▸ **Reading passage**
--- BEGIN ---

The obvious bad news is that the emails sound desparate, like she was recently dumped. H says that they have had no form of contact since last year, and honestly, I have not picked up on anything in the year that would point to something deeper underground. In fact, quite the opposite - H really engaged in reconciliation, very present, humbled and transparent.

Could these emails really be some desparate form of fishing 1 year post NC??? Does anyone have any fishing stories that would support this?

Thanks...


----------



## workindad (May 7, 2011)

I do not have any similar experience to share. 

However she wants to be contacted. Do not respond in any way. Do not give her what she wants. No contact is no contact.
_Posted via Mobile Device_


----------



## PBear (Nov 16, 2010)

Can you set up a mailbox rule that her emails get deleted, rather than just going to junk mail?

C


----------



## carmen ohio (Sep 24, 2012)

HealthyMe said:


> It's been almost 1 year since NC, and reconciliation has been feeling right and healthy as compared to the false reconciliation of the prior year. I still check FWH's phone, which he leaves out in the open.
> 
> The other day I spotted a series of emails from POSOW that landed in his junk email. * Clearly he was not aware they existed, and clearly he had not responded to any.* They were short, one-liners like "Please call", "What do you want me to do, give up?" "Call" "Why?".
> 
> ...


Dear HealthyMe,

How do you know that your FWH was not aware of the e-mails and that he has not contacted (e.g., call) his FAP?

Assuming you are correct, I would suggest talking to him about this and agreeing on how to handle (either gnoring her messages or having him send her another NC demand).

Hoping that your R continues to go well.


----------



## HealthyMe (Jul 2, 2012)

--- END ---

▸ **Problem statement**
Can you write out the stretch of the forum thread from "Could these emails" through "is no contact.", with "fishing" changed to "probing" throughout?

▸ **Recorded information**
--- BEGIN ---

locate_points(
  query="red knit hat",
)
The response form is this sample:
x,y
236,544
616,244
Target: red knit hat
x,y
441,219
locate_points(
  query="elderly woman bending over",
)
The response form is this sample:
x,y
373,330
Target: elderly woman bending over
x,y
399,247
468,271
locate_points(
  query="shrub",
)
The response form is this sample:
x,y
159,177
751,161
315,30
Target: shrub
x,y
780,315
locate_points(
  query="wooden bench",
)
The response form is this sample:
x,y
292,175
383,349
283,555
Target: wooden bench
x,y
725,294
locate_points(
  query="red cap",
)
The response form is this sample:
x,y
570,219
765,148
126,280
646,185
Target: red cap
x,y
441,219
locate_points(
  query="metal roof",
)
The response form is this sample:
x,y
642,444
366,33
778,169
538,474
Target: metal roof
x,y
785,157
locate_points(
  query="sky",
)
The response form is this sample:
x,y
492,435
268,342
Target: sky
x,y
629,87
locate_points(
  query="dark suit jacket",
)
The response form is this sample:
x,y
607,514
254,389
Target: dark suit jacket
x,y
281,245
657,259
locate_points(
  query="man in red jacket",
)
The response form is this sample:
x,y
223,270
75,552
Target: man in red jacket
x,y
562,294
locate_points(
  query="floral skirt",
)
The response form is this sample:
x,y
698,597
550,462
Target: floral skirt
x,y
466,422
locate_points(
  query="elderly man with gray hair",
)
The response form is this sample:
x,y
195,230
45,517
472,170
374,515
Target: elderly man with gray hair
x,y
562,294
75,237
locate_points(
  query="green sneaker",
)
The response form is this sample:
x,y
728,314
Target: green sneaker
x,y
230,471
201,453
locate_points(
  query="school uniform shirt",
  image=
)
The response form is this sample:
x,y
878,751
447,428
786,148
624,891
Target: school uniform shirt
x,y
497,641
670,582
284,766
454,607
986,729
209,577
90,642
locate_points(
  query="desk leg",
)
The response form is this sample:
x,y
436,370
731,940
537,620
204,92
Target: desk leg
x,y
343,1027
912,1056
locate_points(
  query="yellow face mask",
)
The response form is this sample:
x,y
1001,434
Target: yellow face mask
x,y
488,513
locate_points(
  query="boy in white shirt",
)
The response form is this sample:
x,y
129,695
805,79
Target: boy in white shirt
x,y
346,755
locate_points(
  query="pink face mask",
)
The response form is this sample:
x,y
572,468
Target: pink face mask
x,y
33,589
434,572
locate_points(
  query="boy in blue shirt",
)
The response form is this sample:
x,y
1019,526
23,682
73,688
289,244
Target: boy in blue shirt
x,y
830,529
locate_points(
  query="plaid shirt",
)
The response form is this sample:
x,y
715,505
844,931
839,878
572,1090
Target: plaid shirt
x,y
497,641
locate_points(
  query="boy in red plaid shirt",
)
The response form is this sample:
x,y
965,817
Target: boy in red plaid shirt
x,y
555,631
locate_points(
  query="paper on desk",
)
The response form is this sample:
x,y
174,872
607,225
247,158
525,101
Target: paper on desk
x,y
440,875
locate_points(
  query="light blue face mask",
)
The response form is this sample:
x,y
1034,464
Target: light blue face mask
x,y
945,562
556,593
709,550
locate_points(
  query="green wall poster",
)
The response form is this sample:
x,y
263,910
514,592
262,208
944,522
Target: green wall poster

--- END ---

▸ **Answer**
Could these emails really be some desparate form of probing 1 year post NC??? Does anyone have any probing stories that would support this?

Thanks...


----------



## workindad (May 7, 2011)

I do not have any similar experience to share. 

However she wants to be contacted. Do not respond in any way. Do not give her what she wants. No contact is no contact.